To do: Could you write out every entry exactly as it stands?

Excerpted records:
○ ○ ○ ○ ○ ○ ○

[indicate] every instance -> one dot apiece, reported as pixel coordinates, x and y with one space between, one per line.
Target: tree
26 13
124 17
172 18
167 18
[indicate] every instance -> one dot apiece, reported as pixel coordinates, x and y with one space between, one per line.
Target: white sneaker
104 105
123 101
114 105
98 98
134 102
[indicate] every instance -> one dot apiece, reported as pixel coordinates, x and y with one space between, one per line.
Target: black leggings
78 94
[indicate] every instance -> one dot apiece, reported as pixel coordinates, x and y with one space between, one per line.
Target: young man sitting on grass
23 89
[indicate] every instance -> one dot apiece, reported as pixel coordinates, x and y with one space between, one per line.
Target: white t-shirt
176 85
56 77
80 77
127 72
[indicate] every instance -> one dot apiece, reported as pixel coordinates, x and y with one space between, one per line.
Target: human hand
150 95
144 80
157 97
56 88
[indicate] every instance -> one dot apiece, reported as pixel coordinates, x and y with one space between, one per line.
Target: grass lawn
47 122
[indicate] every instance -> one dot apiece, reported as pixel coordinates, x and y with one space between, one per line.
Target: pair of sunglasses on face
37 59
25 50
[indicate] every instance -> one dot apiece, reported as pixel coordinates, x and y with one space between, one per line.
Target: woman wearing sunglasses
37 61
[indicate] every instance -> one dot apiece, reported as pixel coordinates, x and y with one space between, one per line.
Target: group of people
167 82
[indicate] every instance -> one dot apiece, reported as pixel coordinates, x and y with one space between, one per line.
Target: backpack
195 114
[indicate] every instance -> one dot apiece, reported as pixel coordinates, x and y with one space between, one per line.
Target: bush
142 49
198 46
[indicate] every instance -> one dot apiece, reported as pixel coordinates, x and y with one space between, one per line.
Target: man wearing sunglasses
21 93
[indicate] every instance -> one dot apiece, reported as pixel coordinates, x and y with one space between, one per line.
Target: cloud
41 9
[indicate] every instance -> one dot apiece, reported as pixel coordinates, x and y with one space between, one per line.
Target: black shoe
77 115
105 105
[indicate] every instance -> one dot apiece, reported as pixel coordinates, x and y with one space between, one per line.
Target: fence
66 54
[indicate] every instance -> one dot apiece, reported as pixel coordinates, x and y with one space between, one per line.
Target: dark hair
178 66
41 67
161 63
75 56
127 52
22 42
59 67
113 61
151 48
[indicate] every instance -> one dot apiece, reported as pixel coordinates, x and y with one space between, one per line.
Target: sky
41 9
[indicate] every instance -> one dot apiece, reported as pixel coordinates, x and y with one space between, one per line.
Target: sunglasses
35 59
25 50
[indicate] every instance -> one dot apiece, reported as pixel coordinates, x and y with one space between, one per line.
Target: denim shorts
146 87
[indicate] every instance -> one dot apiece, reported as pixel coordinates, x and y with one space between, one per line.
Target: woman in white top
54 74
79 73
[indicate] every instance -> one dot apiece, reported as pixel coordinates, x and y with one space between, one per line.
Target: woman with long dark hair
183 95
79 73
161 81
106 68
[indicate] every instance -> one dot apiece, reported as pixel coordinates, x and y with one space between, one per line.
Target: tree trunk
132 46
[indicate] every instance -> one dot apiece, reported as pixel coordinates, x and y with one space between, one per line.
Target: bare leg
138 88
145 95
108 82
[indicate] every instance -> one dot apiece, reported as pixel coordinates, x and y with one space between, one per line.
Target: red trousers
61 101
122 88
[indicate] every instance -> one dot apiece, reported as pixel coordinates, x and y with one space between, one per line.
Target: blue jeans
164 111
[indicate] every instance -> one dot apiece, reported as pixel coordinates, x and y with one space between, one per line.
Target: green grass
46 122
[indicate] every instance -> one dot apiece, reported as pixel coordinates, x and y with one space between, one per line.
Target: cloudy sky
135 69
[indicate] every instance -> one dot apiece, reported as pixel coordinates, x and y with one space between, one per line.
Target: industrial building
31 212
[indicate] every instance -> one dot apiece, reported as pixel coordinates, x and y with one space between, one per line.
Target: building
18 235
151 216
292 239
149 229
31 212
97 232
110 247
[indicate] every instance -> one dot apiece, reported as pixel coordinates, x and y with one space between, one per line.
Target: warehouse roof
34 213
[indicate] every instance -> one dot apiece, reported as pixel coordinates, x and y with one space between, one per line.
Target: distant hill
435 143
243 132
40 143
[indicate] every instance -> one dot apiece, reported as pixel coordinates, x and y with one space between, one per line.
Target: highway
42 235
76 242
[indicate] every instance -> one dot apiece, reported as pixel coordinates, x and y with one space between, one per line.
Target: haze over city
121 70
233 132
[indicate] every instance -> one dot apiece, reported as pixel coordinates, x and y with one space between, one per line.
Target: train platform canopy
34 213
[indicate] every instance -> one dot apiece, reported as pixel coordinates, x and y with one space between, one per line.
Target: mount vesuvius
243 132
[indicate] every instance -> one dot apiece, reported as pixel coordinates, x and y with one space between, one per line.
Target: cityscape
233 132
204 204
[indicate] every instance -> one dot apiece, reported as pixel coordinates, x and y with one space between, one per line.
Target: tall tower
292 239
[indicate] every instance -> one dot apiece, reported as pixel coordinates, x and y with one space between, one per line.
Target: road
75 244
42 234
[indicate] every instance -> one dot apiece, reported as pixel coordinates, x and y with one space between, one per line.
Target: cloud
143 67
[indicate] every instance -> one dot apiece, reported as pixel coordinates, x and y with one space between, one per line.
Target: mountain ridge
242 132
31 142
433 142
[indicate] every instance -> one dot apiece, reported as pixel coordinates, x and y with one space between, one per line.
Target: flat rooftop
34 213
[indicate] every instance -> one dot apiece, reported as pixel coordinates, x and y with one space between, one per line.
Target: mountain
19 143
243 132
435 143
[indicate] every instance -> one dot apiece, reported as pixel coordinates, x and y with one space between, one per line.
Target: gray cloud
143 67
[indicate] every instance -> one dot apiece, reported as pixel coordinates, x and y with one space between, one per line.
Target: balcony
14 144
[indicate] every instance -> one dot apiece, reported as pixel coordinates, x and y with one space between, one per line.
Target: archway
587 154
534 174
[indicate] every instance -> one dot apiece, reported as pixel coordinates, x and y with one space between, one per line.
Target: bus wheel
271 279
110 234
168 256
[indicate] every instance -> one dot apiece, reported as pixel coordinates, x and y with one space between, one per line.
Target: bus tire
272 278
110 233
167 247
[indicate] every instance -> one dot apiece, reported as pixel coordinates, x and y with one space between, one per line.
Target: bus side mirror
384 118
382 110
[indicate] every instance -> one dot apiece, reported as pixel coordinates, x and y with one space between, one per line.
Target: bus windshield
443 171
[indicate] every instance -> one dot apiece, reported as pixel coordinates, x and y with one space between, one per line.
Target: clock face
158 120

○ ○ ○ ○ ○ ○ ○

Result:
[indicate] every instance -> one dot apiece, reported as pixel coordinates, x and y with one space between, one per line.
Target: tree
26 13
124 17
172 18
167 18
[indicate] every instance -> one dot apiece, reported as pixel coordinates, x and y with one space between, one per line.
Target: white sneaker
104 105
123 101
114 105
98 98
134 102
[indicate] every instance -> one dot apiece, reported as pixel coordinates, x and y with one space between, one per line.
Target: black leggings
78 94
[indicate] every instance -> one dot apiece, reported as pixel coordinates, x and y with one space between, one per line.
Target: young man sitting on grass
23 89
[indicate] every instance -> one dot apiece, reported as pixel coordinates, x and y with one space between, one per line.
Target: white t-shirt
176 85
56 77
80 77
127 72
[indicate] every instance -> one dot apiece, reported as pixel coordinates, x and y with one space between, one per line.
Target: human hand
150 95
144 80
157 97
56 88
[indicate] every instance -> one dot apiece, reported as pixel coordinates, x and y with one space between, one per line.
Target: grass lawn
47 122
[indicate] every instance -> one dot apiece, reported as pixel coordinates, x and y with one space between, one per line.
Target: pair of sunglasses on face
37 59
25 50
[indicate] every instance -> one dot apiece, reported as pixel coordinates, x and y with one space between, one per line.
Target: woman wearing sunglasses
37 61
[indicate] every instance -> one dot apiece, reported as pixel coordinates, x and y with one space between, one per line.
Target: group of people
167 82
[indicate] every instance -> one dot apiece, reported as pixel coordinates, x and y with one space between, one per line.
Target: backpack
195 114
[indicate] every instance -> one dot apiece, reported as pixel coordinates, x and y with one space between, one per line.
Target: bush
142 49
198 46
[indicate] every instance -> one dot apiece, reported as pixel coordinates, x and y with one space between, one per line.
Target: man wearing sunglasses
21 93
[indicate] every instance -> one dot apiece, reported as pixel coordinates, x and y with one space between, one per line.
Target: cloud
41 9
[indicate] every instance -> one dot apiece, reported as pixel coordinates, x and y with one space between, one per line.
Target: black shoe
77 115
105 105
[indicate] every instance -> one dot apiece, reported as pixel coordinates, x and y with one space between, one per line.
Target: fence
66 54
[indicate] every instance -> one dot apiece, reported as pixel coordinates, x and y with one space between, one per line.
Target: dark hair
178 66
41 67
161 63
75 56
127 52
22 42
59 67
113 61
151 48
[indicate] every instance -> one dot apiece, reported as pixel coordinates, x and y with one space between, one per line.
Target: sky
41 9
[indicate] every instance -> one dot apiece, reported as pixel coordinates, x and y with one space between, one per line.
Target: sunglasses
35 59
25 50
[indicate] every instance -> one dot apiece, reported as pixel coordinates, x and y with one space between, one per line.
Target: denim shorts
146 87
[indicate] every instance -> one dot apiece, reported as pixel coordinates, x and y with one space between, one per line.
Target: woman in white top
54 74
79 73
[indicate] every instance -> one dot apiece, reported as pixel coordinates, x and y with one space between, one per line.
Target: woman with long dark hair
183 95
79 73
161 81
106 68
[indicate] every instance -> one dot apiece, reported as pixel coordinates, x and y with one space between, one per line.
Target: tree trunk
132 46
[indicate] every instance -> one dot apiece, reported as pixel coordinates, x and y with one space between, one per line.
Target: bare leg
138 88
145 95
108 82
[indicate] every instance -> one dot apiece, reported as pixel coordinates, x and y with one space between, one per line.
Target: red trousers
61 101
122 88
[indicate] every instance -> one dot apiece, reported as pixel coordinates, x and y with one space between, one per line.
Target: blue jeans
164 111
[indicate] every instance -> one dot apiece, reported as pixel coordinates, x and y with one space between, one per line.
Target: green grass
46 122
[indicate] every instance -> one dot apiece, reported as pixel coordinates, x and y with one space between, one per line.
Target: cloudy sky
135 69
[indicate] every instance -> one dot apiece, reported as pixel coordinates, x and y with one space between, one per line.
Target: industrial building
31 212
[indicate] every instance -> one dot apiece, reported as pixel coordinates, x and y with one space between, one per line.
Target: building
18 235
151 216
292 239
149 229
31 212
97 232
110 247
[indicate] every instance -> one dot apiece, reported as pixel coordinates, x and y with one space between, one per line.
Target: warehouse roof
34 213
[indicate] every instance -> one dot apiece, reported as pixel coordinates, x and y with one space between, one per line.
Target: distant hill
435 143
243 132
40 143
[indicate] every instance -> one dot apiece, reported as pixel coordinates, x and y with one space between, one per line.
Target: highway
42 235
76 242
[indicate] every instance -> one dot apiece, reported as pixel coordinates, x and y with one space between, one per line.
Target: haze over city
121 70
233 132
[indicate] every instance -> one dot apiece, reported as pixel coordinates, x and y with one space between, one per line.
Target: train platform canopy
34 213
[indicate] every instance -> one dot apiece, reported as pixel coordinates, x and y with one space between, one per line.
Target: mount vesuvius
243 132
[indicate] every instance -> one dot apiece, reported as pixel coordinates, x and y with one space between, one per line.
Target: cityscape
233 132
204 204
[indicate] every instance -> one dot apiece, reported as pixel coordinates, x and y with one space between, one per line.
Target: tall tower
292 239
[indicate] every instance -> one dot apiece, reported as pixel coordinates, x and y with one space between, one per line.
Target: road
75 244
42 234
[indicate] every instance -> one dot apiece, reported as pixel coordinates, x and y with one space between, one per line.
Target: cloud
143 67
[indicate] every instance -> one dot apiece, reported as pixel coordinates, x and y with one space between, one per line.
Target: mountain ridge
242 132
31 142
433 142
[indicate] every instance -> one dot apiece, reported as pixel coordinates, x and y with one space between, one per line.
Target: flat rooftop
34 213
[indicate] every instance -> one dot apiece, reported as pixel coordinates, x and y with one space between, one per line.
Target: mountain
19 143
243 132
435 143
[indicate] every instance -> one dot apiece, reported as pixel coordinates, x and y with one space between, one per line.
Target: gray cloud
143 67
[indicate] every instance -> one dot apiece, reported as pixel coordinates, x and y with one space between, one per line.
Target: balcony
14 144
[indicate] every instance -> one dot apiece, reported as pixel coordinates, x and y with one space between, one per line.
Target: archway
587 154
534 174
[indicate] every instance -> one dot apiece, reported as pixel coordinates, x and y with one space between, one per line.
Target: bus wheel
271 279
110 234
168 256
[indicate] every instance -> one dot apiece, reported as pixel coordinates, x and y with one space between, one per line.
Target: bus tire
272 278
110 233
167 247
[indicate] every instance -> one dot apiece, reported as pixel coordinates, x and y with one space between, one per line.
Target: bus side mirror
384 118
382 110
[indicate] every instance -> one dot apiece, reported as pixel coordinates, x and y with one space between, one per line.
Target: bus windshield
443 171
[indicate] every instance -> one dot apiece, reported as pixel coordinates, x and y with one space between, one per line.
Target: clock face
158 120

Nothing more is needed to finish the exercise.